• _PROMPT_
Reproduce everything from "Pierre Paul Broca" down to "ability to speak." in the piece on Broca's area.

═══ SELECTED EXTRACT ═══

Mystery patient solves mystery of the brain

The discovery of Broca’s area in the brain was a major leap in the world of science, shifting the paradigm to the way we study the brain today. Broca’s area is the area in the brain that controls the motor movements to produce speech. In contrast, Wernicke’s area is the area responsible for understanding and analyzing speech.

Pierre Paul Broca is the one credited with discovering the localized areal of the brain the produces language. However, he wasn’t the first one to come up with the idea. It was actually the founder of phrenology, Franz Joseph Gall, that first believed the area of the brain that produced speech was located in the anterior lobes. Phrenology is a pseudoscience where the bumps on the skull were felt to determine one’s personality traits or intelligence.

If you think about it, the brain named its self. Photo from Creative Commons.

Many in the science world were skeptical because of the case of Phineas Gage. Gage was a railroad worker who had an accident involving a tamping iron penetrating his skull and causing severe frontal lobe damage. Despite the damage, Gage was able to maintain his ability to speak.

═══ GIVEN DATA ═══

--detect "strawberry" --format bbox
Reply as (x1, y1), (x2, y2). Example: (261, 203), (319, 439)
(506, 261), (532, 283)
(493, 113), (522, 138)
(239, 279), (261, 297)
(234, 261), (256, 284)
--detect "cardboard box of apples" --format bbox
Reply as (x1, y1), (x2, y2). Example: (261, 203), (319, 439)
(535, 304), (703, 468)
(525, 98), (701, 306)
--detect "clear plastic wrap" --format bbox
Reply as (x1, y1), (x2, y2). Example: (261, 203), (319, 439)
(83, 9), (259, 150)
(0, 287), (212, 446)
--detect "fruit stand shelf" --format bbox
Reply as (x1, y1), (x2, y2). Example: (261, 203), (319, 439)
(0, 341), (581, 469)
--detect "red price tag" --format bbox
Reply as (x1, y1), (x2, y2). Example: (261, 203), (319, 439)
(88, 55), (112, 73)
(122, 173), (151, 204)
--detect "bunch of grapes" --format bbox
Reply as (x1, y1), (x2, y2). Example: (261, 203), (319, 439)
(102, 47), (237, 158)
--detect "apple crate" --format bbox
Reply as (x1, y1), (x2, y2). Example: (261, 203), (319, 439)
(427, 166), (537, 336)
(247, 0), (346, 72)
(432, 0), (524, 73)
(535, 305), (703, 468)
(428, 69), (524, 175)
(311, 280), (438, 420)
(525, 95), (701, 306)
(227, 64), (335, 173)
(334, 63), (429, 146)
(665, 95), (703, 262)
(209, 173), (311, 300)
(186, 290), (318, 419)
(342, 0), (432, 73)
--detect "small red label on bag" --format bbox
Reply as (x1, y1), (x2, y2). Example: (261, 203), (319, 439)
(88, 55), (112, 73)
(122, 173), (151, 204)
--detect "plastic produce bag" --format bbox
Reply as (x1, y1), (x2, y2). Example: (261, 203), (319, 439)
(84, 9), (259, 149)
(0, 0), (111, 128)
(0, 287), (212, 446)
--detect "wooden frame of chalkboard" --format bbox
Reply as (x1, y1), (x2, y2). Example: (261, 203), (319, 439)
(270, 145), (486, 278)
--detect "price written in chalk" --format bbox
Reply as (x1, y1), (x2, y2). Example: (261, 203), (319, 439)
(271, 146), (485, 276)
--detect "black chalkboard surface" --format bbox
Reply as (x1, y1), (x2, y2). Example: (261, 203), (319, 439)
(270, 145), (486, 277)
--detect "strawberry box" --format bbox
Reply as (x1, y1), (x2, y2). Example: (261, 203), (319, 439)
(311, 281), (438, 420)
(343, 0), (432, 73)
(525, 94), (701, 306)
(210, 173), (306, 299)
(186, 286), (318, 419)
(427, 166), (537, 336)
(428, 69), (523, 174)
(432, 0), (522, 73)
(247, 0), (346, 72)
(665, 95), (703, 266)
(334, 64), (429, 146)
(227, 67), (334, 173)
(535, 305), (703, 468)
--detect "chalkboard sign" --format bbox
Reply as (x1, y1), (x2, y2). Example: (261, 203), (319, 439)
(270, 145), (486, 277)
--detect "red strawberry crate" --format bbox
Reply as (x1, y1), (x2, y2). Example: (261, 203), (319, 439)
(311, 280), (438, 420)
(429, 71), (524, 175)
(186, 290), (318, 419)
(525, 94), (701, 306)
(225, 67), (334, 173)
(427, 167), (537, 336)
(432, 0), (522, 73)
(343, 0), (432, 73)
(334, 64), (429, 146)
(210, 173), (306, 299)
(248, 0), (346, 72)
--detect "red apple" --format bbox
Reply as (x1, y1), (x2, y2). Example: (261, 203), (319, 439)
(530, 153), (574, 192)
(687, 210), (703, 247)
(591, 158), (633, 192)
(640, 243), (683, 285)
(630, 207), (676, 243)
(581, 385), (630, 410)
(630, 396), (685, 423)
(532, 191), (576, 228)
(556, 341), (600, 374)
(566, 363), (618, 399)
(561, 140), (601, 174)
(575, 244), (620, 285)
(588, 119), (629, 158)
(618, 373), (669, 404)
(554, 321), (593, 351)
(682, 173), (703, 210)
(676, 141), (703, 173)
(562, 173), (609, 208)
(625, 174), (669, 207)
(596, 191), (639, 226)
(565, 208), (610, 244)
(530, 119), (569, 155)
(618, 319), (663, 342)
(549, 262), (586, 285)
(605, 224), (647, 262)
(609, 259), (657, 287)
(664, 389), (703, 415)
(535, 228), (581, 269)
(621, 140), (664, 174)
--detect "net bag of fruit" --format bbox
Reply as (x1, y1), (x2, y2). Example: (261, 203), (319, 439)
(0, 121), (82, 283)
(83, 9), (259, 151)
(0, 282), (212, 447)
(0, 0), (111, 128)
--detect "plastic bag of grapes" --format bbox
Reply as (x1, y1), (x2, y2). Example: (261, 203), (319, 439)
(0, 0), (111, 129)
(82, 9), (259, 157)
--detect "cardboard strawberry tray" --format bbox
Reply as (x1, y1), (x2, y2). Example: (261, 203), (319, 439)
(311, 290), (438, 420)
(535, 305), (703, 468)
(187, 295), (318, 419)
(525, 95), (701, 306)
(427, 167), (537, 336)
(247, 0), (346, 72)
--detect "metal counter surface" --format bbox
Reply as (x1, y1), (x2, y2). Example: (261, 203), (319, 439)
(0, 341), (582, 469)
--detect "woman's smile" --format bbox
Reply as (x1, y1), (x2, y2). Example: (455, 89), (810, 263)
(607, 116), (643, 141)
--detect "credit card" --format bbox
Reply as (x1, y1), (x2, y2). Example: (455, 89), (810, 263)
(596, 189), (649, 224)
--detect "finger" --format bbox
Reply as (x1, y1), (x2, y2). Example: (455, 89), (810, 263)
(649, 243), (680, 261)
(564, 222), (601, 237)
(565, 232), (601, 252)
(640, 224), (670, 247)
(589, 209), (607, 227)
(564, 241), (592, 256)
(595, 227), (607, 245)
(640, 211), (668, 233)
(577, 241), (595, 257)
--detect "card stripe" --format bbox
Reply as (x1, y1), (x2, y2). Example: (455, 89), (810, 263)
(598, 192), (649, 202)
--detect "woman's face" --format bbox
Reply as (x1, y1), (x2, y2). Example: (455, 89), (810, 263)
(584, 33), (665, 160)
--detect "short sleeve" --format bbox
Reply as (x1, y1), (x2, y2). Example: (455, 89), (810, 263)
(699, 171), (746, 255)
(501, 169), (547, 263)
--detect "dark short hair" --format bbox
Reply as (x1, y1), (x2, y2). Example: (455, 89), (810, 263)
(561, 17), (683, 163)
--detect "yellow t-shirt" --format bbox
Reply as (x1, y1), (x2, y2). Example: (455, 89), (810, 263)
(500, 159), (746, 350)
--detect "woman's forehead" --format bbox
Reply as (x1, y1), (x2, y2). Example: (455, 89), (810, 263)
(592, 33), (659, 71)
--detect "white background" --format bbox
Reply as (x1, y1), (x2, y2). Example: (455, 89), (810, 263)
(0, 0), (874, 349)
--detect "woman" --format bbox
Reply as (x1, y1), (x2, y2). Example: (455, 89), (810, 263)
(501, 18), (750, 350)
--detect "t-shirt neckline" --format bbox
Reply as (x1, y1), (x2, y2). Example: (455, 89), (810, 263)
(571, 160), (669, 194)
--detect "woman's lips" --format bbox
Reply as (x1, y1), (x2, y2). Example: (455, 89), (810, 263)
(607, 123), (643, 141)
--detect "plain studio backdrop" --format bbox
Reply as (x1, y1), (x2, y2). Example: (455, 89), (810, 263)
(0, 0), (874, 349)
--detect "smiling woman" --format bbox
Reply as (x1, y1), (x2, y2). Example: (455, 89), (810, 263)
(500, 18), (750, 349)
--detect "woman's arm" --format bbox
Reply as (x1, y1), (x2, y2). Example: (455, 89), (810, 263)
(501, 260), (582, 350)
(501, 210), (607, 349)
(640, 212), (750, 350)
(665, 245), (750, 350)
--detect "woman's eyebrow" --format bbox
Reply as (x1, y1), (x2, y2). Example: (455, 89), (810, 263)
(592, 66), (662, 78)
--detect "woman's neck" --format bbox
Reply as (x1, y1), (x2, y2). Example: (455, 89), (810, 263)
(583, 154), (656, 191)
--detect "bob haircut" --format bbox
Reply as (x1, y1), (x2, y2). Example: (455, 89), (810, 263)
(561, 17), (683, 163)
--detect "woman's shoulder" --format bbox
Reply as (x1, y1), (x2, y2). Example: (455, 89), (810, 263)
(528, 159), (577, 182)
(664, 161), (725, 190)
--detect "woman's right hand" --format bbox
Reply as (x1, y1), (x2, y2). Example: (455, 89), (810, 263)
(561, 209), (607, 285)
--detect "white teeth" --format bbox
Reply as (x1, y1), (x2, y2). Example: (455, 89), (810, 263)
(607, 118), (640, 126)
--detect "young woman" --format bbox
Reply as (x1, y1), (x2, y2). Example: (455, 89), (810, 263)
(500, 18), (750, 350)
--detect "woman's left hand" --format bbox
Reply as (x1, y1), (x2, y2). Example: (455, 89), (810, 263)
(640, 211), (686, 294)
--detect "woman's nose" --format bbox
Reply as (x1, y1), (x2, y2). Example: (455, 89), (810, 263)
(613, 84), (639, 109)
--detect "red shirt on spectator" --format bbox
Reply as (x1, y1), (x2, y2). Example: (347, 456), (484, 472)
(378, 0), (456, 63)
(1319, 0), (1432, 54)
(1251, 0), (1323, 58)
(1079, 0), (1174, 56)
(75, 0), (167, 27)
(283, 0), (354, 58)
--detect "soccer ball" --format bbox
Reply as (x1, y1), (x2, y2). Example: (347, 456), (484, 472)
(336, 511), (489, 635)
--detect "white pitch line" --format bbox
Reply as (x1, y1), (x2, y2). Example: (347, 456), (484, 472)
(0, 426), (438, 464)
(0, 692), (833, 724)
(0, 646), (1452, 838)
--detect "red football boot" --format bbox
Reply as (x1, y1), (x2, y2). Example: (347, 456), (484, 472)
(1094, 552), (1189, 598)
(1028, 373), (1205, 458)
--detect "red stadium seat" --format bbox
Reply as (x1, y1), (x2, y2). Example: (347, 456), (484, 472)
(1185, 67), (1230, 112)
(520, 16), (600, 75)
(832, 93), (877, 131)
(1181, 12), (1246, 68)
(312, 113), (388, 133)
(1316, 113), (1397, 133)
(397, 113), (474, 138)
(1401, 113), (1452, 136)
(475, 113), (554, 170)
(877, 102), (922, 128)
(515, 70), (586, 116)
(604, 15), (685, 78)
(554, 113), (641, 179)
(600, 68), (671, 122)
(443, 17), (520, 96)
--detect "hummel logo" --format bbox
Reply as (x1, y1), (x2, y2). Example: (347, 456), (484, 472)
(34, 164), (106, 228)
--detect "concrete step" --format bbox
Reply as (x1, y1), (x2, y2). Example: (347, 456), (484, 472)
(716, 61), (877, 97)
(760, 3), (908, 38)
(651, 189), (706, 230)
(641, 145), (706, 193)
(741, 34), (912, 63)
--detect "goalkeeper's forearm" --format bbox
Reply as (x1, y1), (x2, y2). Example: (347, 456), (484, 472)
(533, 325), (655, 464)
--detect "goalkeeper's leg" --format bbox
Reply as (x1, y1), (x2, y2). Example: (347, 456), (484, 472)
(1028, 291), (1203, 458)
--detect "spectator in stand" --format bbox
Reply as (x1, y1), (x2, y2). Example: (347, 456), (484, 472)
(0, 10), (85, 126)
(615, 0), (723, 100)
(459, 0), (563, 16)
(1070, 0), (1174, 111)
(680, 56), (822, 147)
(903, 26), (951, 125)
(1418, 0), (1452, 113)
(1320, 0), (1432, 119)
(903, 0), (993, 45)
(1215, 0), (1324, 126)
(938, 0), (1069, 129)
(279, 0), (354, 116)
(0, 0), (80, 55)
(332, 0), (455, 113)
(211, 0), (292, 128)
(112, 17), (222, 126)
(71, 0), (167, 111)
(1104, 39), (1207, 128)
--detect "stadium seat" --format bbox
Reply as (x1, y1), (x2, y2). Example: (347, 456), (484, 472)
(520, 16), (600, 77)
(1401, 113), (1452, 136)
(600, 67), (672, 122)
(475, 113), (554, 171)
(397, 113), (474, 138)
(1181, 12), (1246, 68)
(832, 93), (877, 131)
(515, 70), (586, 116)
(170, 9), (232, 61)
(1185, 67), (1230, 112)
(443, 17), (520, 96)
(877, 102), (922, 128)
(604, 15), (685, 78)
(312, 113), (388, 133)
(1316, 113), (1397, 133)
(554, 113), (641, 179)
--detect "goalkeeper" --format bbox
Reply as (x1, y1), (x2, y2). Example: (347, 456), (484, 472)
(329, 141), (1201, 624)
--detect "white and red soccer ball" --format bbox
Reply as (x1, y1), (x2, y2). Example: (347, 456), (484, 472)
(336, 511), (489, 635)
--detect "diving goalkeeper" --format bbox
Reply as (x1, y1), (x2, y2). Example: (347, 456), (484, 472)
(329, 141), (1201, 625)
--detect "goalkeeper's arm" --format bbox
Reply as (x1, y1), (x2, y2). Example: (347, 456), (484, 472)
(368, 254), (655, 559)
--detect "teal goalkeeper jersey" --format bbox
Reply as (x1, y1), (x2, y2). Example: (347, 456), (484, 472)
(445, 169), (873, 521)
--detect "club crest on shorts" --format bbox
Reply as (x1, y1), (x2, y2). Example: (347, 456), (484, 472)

═══

• _SOLUTION TO THE EXERCISE_
Pierre Paul Broca is the one credited with discovering the localized areal of the brain the produces language. However, he wasn’t the first one to come up with the idea. It was actually the founder of phrenology, Franz Joseph Gall, that first believed the area of the brain that produced speech was located in the anterior lobes. Phrenology is a pseudoscience where the bumps on the skull were felt to determine one’s personality traits or intelligence.

If you think about it, the brain named its self. Photo from Creative Commons.

Many in the science world were skeptical because of the case of Phineas Gage. Gage was a railroad worker who had an accident involving a tamping iron penetrating his skull and causing severe frontal lobe damage. Despite the damage, Gage was able to maintain his ability to speak.